#### [Tareas]
[1] En una o dos frases, explica por qué, según el texto sobre Etiopía, los etíopes tienen modos de comportamiento muy distintos a los de los habitantes de las demás naciones africanas.
[2] Transcribe del texto sobre Etiopía el fragmento que empieza con "Todo se remonta" y sigue hasta "engaño días después.".
[3] ¿Qué dinastía siguen venerando muchos etíopes, según el texto sobre Etiopía?

━━ Texto original ━━

“La historia de Etiopía conforma una épica que se mueve a mitad de camino entre el orgullo y la falacia, la bravura y la sangre, la cólera y la fe, la realidad y el mito. Pese a los índices galopantes de miseria en que viven la mayoría de sus habitantes, pese al pavoroso nivel de analfabetismo que impulsa la pobreza generalizada, Etiopía es un país con cultura autóctona, con una lengua propia y una escritura con caracteres distintos a los de otros idiomas del mundo, con libros sagrados y crónicas reales que se remontan a siglos atrás.

Aunque sea de oídas, cualquier etíope conoce a grandes rasgos la historia de su patria y puede enumerarte la gloria de sus emperadores y sus hazañas en los combates contra italianos y otras fuerzas invasoras. Todos los etíopes saben que nunca han sido conquistados. La mayor parte de ellos defienden su fe copta con la misma fuerza con que reivindican una historia en buena medida inventada. Y muchos todavía veneran el recuerdo de una dinastía tiránica, la Salomónida, que nace de una leyenda más que improbable. En Etiopía, la religión y la política navegaron durante centurias fundidas casi siempre en un mismo cuerpo. Y aún sigue siendo así en el fervor de muchos de sus altivos habitantes. Etiopía, en fin, es uno de los pocos países de África que posee un sentido de nación, al menos en la mayoría de sus territorios.

Todo se remonta a un mito que carece de cualquier rigor histórico, un mito del que ya he escrito extensamente en otro libro, Dios, el Diablo y la aventura, y del que tan sólo referiré aquí su argumento medular. Aislados durante cientos de años del contacto con otros pueblos, tanto musulmanes como cristianos, los etíopes observan modos de comportamiento muy diferentes a los de los habitantes de las demás naciones africanas. Son corteses, abiertos al extranjero, pero en el fondo nunca les ves venir del todo. En mi experiencia de varias semanas recorriendo las tierras del país, podría decir que valdría aplicarles el tópico con que en España definimos el carácter de los gallegos: cuando te encuentras a un etíope en el camino, nunca sabes si va en tu dirección o en la contraria. A mí, desde luego, me engañaron varias veces a lo largo de mi viaje y sólo me di cuenta del engaño días después.

━━━
━━ Datos mostrados ━━

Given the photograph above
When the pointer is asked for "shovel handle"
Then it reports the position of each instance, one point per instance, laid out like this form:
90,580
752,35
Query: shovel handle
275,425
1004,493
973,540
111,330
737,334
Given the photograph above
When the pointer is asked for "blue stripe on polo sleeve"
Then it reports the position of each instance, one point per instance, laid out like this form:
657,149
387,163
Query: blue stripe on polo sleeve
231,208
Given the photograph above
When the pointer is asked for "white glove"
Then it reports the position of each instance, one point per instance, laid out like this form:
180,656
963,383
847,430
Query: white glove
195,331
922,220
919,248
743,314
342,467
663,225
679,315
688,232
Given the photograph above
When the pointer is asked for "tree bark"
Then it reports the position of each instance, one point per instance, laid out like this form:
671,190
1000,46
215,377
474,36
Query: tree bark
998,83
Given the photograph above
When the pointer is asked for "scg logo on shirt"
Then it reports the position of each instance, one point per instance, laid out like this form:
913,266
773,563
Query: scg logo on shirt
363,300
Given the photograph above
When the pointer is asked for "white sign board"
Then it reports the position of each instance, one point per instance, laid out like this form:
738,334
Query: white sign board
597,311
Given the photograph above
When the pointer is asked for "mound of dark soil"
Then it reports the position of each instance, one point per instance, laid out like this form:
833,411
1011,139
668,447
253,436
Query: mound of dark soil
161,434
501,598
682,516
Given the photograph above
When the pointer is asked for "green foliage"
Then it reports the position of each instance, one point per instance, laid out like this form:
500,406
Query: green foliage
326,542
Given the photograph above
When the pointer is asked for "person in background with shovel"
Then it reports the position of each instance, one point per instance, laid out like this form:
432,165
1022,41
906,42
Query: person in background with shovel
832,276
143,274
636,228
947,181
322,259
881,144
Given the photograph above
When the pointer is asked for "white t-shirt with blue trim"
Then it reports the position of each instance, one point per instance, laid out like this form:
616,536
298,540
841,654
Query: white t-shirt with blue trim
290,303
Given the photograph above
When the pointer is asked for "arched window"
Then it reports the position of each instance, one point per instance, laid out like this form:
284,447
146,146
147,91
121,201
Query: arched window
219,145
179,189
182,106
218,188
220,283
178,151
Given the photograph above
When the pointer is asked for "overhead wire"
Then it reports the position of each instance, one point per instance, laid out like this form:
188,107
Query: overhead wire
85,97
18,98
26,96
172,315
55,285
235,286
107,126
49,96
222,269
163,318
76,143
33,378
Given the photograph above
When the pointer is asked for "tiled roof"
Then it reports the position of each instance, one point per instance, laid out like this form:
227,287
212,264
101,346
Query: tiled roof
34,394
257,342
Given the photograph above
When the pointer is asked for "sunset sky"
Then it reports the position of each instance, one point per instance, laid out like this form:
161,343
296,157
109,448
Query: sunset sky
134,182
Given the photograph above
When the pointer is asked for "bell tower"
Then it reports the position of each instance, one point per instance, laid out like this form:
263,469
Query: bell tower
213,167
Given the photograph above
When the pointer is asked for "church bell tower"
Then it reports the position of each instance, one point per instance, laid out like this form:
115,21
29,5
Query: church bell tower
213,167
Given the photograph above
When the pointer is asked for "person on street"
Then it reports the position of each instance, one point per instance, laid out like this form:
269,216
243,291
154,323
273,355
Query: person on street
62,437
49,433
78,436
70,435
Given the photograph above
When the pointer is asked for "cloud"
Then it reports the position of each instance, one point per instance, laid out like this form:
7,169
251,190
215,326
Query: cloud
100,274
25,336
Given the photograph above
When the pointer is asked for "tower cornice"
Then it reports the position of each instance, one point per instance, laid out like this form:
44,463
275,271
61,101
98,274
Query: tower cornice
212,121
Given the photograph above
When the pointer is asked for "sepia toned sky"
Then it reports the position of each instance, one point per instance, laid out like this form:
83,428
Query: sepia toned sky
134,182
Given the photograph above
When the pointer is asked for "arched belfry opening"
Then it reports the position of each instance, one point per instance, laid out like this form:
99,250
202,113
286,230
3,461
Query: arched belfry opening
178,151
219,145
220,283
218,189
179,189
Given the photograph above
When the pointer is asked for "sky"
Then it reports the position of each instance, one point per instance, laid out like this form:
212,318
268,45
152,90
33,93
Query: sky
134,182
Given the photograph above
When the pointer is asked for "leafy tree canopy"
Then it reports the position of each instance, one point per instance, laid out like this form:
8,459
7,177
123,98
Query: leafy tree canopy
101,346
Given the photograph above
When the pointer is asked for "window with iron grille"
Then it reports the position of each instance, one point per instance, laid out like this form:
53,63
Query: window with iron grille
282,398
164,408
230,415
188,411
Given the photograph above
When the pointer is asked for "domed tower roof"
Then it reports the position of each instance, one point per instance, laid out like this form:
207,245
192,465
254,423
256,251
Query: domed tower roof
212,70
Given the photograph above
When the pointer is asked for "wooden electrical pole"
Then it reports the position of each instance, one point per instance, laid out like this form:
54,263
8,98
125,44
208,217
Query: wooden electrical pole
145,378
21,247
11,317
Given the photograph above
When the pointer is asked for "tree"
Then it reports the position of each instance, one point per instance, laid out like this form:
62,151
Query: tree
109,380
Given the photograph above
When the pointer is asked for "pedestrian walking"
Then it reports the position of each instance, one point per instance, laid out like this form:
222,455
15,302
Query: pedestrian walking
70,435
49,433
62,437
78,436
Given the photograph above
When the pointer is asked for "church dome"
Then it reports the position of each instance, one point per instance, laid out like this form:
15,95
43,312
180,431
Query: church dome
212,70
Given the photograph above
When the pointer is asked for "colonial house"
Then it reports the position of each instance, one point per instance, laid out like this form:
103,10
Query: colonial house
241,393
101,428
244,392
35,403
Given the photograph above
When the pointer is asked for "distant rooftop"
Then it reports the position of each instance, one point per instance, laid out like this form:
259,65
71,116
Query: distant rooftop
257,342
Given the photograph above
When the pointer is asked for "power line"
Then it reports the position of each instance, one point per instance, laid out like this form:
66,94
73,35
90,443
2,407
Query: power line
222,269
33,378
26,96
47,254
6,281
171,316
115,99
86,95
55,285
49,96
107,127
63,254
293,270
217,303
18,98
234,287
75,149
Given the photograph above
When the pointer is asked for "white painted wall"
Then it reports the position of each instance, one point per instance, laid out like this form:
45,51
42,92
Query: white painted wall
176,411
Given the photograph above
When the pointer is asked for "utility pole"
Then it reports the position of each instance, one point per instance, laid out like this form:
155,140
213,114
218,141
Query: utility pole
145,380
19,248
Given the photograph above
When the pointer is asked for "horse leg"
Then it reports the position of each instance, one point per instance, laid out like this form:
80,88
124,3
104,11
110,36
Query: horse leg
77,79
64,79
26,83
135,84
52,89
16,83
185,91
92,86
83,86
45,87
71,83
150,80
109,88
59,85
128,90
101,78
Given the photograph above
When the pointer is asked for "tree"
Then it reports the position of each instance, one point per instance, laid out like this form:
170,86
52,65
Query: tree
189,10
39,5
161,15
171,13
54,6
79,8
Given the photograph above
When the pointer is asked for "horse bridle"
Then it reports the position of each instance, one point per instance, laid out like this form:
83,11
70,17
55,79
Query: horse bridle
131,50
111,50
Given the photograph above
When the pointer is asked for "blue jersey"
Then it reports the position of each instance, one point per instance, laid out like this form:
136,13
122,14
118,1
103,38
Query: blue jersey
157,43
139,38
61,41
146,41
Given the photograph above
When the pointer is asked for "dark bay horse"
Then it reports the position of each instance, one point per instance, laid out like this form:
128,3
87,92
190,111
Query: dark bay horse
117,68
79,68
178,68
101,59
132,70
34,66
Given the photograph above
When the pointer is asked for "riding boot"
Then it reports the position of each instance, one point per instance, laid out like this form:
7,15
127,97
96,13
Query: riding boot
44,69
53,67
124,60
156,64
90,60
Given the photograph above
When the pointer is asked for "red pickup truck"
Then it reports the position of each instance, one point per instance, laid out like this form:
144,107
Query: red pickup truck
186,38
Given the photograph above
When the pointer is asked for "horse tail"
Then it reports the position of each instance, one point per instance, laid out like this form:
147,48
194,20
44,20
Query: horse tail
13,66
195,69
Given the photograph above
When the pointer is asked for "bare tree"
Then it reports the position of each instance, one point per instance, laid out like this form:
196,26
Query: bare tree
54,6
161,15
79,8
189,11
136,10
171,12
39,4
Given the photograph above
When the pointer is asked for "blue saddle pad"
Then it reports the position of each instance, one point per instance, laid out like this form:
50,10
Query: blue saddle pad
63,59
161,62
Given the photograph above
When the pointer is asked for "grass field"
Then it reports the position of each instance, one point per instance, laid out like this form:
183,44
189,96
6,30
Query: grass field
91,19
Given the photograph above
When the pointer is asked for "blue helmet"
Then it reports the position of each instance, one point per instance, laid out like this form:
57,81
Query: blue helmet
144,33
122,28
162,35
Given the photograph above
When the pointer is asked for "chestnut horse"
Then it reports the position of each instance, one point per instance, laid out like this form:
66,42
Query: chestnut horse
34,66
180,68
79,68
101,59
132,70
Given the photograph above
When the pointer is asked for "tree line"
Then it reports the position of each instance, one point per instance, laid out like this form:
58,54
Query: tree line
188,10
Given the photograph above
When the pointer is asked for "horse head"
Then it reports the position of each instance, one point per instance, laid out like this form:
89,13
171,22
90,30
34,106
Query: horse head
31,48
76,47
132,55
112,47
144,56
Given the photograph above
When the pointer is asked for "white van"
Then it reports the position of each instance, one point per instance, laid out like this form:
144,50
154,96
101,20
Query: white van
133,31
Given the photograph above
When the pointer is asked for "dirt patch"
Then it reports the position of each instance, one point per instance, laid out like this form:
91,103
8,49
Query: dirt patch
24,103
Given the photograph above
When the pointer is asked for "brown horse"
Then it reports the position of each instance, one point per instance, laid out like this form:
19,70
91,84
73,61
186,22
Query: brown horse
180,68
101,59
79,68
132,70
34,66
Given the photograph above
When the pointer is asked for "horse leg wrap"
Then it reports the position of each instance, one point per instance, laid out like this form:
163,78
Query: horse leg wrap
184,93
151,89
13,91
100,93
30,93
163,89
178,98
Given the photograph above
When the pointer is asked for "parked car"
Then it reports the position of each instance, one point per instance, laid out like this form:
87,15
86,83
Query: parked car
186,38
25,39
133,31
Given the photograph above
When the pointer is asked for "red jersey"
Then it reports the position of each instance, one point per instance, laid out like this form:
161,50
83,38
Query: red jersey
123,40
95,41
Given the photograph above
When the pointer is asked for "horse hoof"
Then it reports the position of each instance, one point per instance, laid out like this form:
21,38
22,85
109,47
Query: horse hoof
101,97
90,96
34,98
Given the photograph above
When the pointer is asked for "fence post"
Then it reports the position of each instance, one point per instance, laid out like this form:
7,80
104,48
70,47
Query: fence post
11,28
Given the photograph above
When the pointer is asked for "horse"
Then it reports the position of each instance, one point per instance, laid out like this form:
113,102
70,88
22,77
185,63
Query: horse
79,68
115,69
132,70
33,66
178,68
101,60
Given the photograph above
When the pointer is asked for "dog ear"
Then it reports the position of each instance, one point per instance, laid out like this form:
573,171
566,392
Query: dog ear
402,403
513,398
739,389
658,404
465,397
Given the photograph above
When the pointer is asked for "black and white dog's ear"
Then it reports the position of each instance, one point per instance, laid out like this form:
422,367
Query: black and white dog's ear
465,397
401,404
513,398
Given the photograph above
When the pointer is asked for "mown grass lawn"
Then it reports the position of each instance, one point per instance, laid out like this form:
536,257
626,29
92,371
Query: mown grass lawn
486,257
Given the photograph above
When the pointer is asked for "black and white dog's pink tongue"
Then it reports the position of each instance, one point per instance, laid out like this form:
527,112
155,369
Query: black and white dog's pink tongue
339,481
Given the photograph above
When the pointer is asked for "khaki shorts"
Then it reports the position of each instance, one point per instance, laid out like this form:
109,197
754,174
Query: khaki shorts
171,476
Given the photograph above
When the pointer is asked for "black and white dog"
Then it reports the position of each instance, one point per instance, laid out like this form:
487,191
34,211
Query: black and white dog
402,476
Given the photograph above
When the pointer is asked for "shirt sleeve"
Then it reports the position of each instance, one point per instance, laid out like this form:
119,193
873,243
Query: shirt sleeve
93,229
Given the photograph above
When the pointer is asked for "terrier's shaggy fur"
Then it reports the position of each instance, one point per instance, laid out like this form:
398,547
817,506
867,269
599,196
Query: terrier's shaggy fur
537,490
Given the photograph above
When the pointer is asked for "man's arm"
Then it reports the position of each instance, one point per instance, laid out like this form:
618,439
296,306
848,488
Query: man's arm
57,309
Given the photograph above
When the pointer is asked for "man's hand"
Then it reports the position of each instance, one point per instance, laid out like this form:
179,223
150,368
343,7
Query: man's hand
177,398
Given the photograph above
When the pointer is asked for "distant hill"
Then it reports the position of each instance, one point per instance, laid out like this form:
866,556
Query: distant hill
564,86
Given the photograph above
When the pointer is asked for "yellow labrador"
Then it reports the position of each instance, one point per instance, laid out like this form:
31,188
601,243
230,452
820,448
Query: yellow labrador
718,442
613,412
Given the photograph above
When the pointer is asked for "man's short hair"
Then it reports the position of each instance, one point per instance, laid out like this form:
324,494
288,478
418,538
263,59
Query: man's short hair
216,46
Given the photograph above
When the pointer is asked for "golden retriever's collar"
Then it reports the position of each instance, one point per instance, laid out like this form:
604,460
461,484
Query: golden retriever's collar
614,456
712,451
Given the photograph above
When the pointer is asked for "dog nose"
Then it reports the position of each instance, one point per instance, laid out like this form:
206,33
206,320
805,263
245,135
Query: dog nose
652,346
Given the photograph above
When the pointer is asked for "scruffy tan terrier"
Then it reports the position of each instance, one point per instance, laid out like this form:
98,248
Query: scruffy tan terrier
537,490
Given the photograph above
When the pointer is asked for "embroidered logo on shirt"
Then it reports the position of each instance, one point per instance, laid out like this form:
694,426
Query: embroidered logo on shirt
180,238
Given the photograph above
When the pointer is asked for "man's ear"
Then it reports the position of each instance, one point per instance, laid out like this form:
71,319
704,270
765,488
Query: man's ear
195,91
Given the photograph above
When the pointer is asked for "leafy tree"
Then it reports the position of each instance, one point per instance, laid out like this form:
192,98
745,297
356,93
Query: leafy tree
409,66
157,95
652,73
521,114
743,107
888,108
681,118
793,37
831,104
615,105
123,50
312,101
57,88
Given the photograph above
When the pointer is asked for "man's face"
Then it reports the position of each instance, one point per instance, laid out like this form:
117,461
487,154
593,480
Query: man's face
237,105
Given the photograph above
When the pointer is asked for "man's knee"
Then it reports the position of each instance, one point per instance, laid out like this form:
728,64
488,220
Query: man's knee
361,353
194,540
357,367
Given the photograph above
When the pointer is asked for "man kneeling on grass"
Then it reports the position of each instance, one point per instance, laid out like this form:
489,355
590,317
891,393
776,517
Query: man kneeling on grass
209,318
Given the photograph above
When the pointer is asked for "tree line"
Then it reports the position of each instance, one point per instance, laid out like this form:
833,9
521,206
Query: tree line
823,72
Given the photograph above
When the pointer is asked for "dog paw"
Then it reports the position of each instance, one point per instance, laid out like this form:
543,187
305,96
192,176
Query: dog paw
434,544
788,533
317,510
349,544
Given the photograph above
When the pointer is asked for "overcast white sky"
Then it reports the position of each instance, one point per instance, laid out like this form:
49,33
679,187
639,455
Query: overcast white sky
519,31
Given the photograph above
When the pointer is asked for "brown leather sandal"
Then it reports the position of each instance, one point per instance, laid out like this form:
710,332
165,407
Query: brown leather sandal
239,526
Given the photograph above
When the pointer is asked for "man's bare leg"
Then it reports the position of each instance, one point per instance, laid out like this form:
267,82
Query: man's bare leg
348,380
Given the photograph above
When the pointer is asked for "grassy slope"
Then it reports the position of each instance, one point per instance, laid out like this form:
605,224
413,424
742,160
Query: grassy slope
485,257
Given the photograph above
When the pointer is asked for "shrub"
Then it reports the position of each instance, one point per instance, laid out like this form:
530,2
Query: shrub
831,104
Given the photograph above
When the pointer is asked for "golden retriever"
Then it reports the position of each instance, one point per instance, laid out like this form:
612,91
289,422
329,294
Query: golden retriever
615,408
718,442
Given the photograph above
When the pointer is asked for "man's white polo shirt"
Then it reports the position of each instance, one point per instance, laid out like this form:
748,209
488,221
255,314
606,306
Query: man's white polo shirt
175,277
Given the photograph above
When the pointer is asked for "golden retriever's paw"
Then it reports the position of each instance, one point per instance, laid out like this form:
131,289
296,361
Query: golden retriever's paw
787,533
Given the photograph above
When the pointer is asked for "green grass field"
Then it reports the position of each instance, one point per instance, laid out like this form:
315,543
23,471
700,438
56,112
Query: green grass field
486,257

━━━

#### [Soluciones]
[1] Porque estuvieron aislados durante cientos de años del contacto con otros pueblos, tanto musulmanes como cristianos.

[2]
Todo se remonta a un mito que carece de cualquier rigor histórico, un mito del que ya he escrito extensamente en otro libro, Dios, el Diablo y la aventura, y del que tan sólo referiré aquí su argumento medular. Aislados durante cientos de años del contacto con otros pueblos, tanto musulmanes como cristianos, los etíopes observan modos de comportamiento muy diferentes a los de los habitantes de las demás naciones africanas. Son corteses, abiertos al extranjero, pero en el fondo nunca les ves venir del todo. En mi experiencia de varias semanas recorriendo las tierras del país, podría decir que valdría aplicarles el tópico con que en España definimos el carácter de los gallegos: cuando te encuentras a un etíope en el camino, nunca sabes si va en tu dirección o en la contraria. A mí, desde luego, me engañaron varias veces a lo largo de mi viaje y sólo me di cuenta del engaño días después.

[3] La dinastía Salomónida.